■ **Soal Latihan**:
1. Sebutkan semua pasangan suami istri penyelenggara negara yang disebut namanya dalam artikel tentang korupsi pasutri.
2. Lanjutkan artikel tentang korupsi pasutri mulai dari kalimat terakhir yang tercantum.

■ **Teks Sumber**:
★ ★ ★ ★

Saat Pasutri Sepakat Korupsi
Marwan Mas ; Guru Besar Ilmu Hukum, Universitas Bosowa
45, Makassar
|
KORAN
SINDO, 05 September 2015
Dua ormas besar umat Islam di negeri ini, Nahdlatul Ulama (NU)
dan Muhammadiyah, belum lama ini menggelar muktamar di awal Agustus 2015.
Keduanya mengeluarkan rekomendasi sebagai peringatan keras
terhadap semakin maraknya perilaku korupsi di negeri ini. Rekomendasi keras
NU adalah agar koruptor dihukum mati, sedangkan dari Muhammadiyah muncul
peringatan agar tak boleh disalati. Kendati bukan hal baru karena hukuman
mati sudah diatur dalam UU Korupsi Nomor 31/1999 dengan syarat tertentu,
seruan patut diapresiasi karena korupsi semakin sulit dibendung.
Korupsi mengancam kelangsungan pembangunan yang dibarengi
beragam modus. Bukan hanya tercipta talenta baru koruptor dari kalangan usia
muda, melainkan juga pasangan suami istri (pasutri) sudah bersepakat melakukan
korupsi. Berdasarkan fakta yang terungkap dalam berbagai pemberitaan media,
sudah lima pasutri penyelenggara negara yang digiring ke ruang terali besi
karena diduga dan terbukti melakukan korupsi.
Sebut saja Bupati Empat Lawang Budi Antoni Aljufri dan istrinya,
Suzanna; Wali Kota Palembang Romi Herton dan istrinya, Masyito; mantan
Bendahara Umum Partai Demokrat Muhammad Nazaruddin dan istrinya, Neneng Sri
Wahyuni; serta bekas Bupati Karawang Ade Swara dan istrinya, Nurlatifah.
Pasutri terbaru yang ditetapkan tersangka oleh Komisi Pemberantasan Korusp
(KPK) adalah Gubernur Sumatra Utara, Gatot Pujo Nugroho dan istrinya, Evy
Susanti pada Selasa (28/7/2015).

★ ★ ★ ★

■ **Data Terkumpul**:
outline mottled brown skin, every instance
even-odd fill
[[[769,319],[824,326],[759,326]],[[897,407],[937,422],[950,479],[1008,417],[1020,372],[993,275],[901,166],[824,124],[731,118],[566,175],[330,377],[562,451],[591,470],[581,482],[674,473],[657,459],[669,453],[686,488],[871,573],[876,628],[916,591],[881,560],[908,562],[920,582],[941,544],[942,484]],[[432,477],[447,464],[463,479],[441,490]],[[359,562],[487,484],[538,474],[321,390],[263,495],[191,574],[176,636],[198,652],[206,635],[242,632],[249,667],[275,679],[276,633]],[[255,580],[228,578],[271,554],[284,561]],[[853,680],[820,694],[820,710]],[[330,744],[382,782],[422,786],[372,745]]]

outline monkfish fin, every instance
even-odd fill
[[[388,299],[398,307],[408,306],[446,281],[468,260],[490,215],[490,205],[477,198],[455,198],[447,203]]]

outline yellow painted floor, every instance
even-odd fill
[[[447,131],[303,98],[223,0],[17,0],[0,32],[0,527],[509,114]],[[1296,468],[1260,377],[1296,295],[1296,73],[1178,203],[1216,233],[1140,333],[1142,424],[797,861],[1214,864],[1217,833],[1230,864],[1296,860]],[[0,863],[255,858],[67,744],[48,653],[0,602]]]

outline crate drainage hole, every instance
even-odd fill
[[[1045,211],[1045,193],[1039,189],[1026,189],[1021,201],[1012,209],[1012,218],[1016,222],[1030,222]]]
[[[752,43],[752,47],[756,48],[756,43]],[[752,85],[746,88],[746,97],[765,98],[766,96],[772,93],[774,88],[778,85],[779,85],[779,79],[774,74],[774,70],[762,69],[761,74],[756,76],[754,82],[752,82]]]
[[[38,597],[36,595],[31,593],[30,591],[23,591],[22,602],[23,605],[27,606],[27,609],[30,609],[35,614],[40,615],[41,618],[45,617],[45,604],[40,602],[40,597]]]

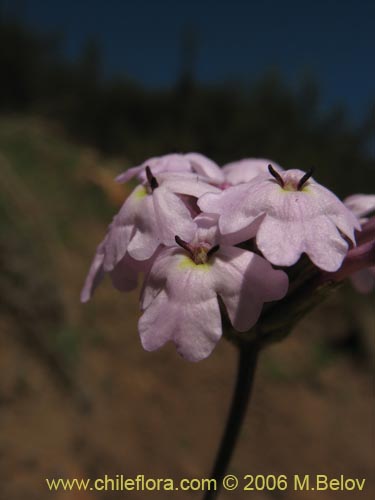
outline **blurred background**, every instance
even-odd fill
[[[48,499],[46,477],[208,476],[232,346],[199,364],[146,353],[137,293],[105,282],[79,302],[131,190],[113,178],[199,151],[374,192],[374,18],[366,0],[0,1],[1,498]],[[343,286],[263,354],[230,472],[345,474],[374,497],[373,310]],[[146,495],[166,497],[131,498]]]

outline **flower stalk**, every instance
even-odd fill
[[[216,489],[207,491],[204,500],[214,500],[219,495],[251,399],[258,354],[257,342],[239,346],[237,379],[232,404],[211,474],[211,479],[216,481]]]

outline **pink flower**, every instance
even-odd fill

★ ★ ★ ★

■ **Kunci Jawaban**:
1.
1. Budi Antoni Aljufri dan Suzanna
2. Romi Herton dan Masyito
3. Muhammad Nazaruddin dan Neneng Sri Wahyuni
4. Ade Swara dan Nurlatifah
5. Gatot Pujo Nugroho dan Evy Susanti

2.
Keduanya langsung ditahan di Rutan Cipinang, Jakarta karena
diduga terlibat kasus pemberian suap kepada hakim dan panitera Pengadilan
Tata Usaha Negara Medan. Sebelumnya KPK menetapkan tiga hakim PTUN Medan,
panitera, pengacara yang memberi suap, serta OC Kaligis yang juga diduga
terlibat.
Basis
Antikorupsi
Keluarga seharusnya menjadi benteng yang kuat untuk menangkal
godaan dan serangan korupsi. Ia menjadi teladan sekaligus basis pendidikan
dasar antikorupsi. Dalam keluargalah semua tatanan kehidupan dibangun
berdasarkan nilai-nilai moral yang senantiasa memilah mana perbuatan baik dan
tidak baik.
Keluarga seyogianya menjadi pintu pertama dan utama menanamkan
nilainilai antikorupsi kepada anggota keluarga sejak dini. Tapi, celakanya,
karena contoh buruk perilaku koruptif justru dilakukan anutan keluarga, bapak
dan ibu. Berdasarkan fakta yang terungkap dalam berbagai sidang Pengadilan
Tindak Pidana Korupsi (tipikor), suami yang penyelenggara negara menyeret
istri dan anak-anaknya ke dalam kubangan korupsi dengan beragam modus.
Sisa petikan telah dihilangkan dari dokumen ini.